■ EXCERPT:

Women appear to be more susceptible than men to tobacco carcinogens. Even when women smoke the same amount of cigarettes as men they present higher rates of lung cancer.(14) Lung cancer-related mortality among women is increasing at a faster rate than that seen among men. From 1979 to 1999, worldwide mortality from this type of cancer increased by 57% among men and by 122% among women.(25)

LOW-TAR CIGARETTES, PASSIVE SMOKING AND ENVIRONMENTAL TOBACCO SMOKE

After it was demonstrated that cigarettes could cause cancer, cigarette industries started adding filters to them, developing low-tar and low-nicotine cigarettes. The ventilation devices of the filters are holes or perforations that serve to dilute the smoke inhaled by the smoker with entrained air, thereby reducing the concentrations of tar and nicotine, as well as reducing carbon dioxide emissions.(27)

One way for the smoker to compensate for the reduced nicotine emission caused by the dilution of the smoke with the air entrained through the holes in the cigarette filters is by inhaling more deeply to increase the volume of smoke inhaled. When switching from a cigarette brand with regular nicotine yield to another with a lower yield, the smoker immediately begins a process of compensatory smoking through changing the way they smoke, and they obtain the necessary nicotine to satisfy their dependence by increasing puff volume and inhaling the smoke more deeply into the lungs.(27)

■ DATA SHOWN:
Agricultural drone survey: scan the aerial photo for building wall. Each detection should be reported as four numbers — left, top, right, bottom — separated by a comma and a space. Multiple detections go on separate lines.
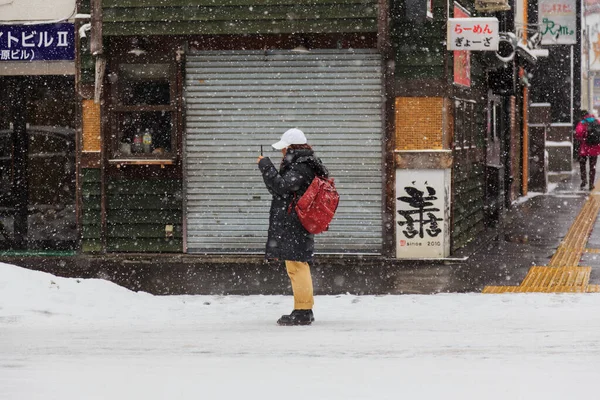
0, 0, 76, 23
102, 0, 377, 36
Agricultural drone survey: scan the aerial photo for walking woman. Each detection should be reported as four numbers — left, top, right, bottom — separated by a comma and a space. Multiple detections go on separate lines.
258, 128, 328, 325
575, 111, 600, 190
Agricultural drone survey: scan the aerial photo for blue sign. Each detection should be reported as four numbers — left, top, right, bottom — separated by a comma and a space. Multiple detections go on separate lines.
0, 23, 75, 62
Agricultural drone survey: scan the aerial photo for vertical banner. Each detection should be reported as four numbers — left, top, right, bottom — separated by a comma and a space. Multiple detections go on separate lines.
454, 3, 471, 87
538, 0, 577, 45
396, 169, 450, 259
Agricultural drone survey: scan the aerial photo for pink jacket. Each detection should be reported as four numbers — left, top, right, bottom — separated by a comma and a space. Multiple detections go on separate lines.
575, 114, 600, 157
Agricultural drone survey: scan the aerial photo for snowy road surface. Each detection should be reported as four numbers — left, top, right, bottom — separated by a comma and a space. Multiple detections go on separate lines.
0, 264, 600, 400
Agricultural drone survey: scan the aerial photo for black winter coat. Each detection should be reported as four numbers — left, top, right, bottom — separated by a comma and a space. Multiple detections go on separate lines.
258, 149, 328, 262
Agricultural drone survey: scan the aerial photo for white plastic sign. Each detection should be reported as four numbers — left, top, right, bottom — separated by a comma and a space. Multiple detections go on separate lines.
447, 18, 500, 51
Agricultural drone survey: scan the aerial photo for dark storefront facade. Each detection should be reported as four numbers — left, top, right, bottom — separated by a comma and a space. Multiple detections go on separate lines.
0, 23, 78, 251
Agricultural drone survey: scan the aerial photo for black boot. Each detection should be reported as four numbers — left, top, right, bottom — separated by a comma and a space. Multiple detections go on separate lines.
277, 310, 315, 326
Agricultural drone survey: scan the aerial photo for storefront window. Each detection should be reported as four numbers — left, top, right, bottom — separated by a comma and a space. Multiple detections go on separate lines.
119, 64, 171, 106
111, 63, 176, 160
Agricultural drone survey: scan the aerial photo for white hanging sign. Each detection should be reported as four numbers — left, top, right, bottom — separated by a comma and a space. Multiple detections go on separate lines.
538, 0, 577, 45
447, 18, 500, 51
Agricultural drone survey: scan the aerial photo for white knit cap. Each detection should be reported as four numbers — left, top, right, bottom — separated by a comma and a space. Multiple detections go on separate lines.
271, 128, 306, 150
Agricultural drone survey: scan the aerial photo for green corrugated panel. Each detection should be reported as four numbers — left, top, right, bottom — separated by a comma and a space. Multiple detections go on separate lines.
391, 0, 446, 79
81, 168, 100, 183
107, 238, 183, 253
81, 239, 102, 253
81, 168, 102, 253
103, 0, 377, 36
106, 179, 183, 253
109, 209, 182, 225
82, 222, 102, 239
108, 225, 183, 239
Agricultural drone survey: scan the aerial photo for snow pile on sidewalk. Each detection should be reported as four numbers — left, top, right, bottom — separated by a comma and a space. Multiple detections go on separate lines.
0, 264, 600, 400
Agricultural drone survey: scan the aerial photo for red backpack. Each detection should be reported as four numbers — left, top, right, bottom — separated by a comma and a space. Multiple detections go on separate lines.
288, 176, 340, 234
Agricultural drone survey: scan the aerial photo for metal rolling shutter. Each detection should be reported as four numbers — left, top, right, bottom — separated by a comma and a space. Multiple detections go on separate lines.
184, 50, 383, 253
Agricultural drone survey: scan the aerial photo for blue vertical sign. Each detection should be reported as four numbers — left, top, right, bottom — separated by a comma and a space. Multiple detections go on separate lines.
0, 23, 75, 62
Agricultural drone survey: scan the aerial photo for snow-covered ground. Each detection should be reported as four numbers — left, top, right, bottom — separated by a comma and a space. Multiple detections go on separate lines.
0, 264, 600, 400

■ LIST OF TASKS:
1/ Using the excerpt on smoking and lung cancer, list everything that it says the ventilation holes in cigarette filters reduce.
2/ Transcribe the part of the excerpt on smoking and lung cancer that opens with the words containing "After it was" and closes with "carbon dioxide emissions.(27)".

■ TASK-BY-TASK OUTPUTS:
1/
- The concentration of tar
- The concentration of nicotine
- Carbon dioxide emissions

2/
After it was demonstrated that cigarettes could cause cancer, cigarette industries started adding filters to them, developing low-tar and low-nicotine cigarettes. The ventilation devices of the filters are holes or perforations that serve to dilute the smoke inhaled by the smoker with entrained air, thereby reducing the concentrations of tar and nicotine, as well as reducing carbon dioxide emissions.(27)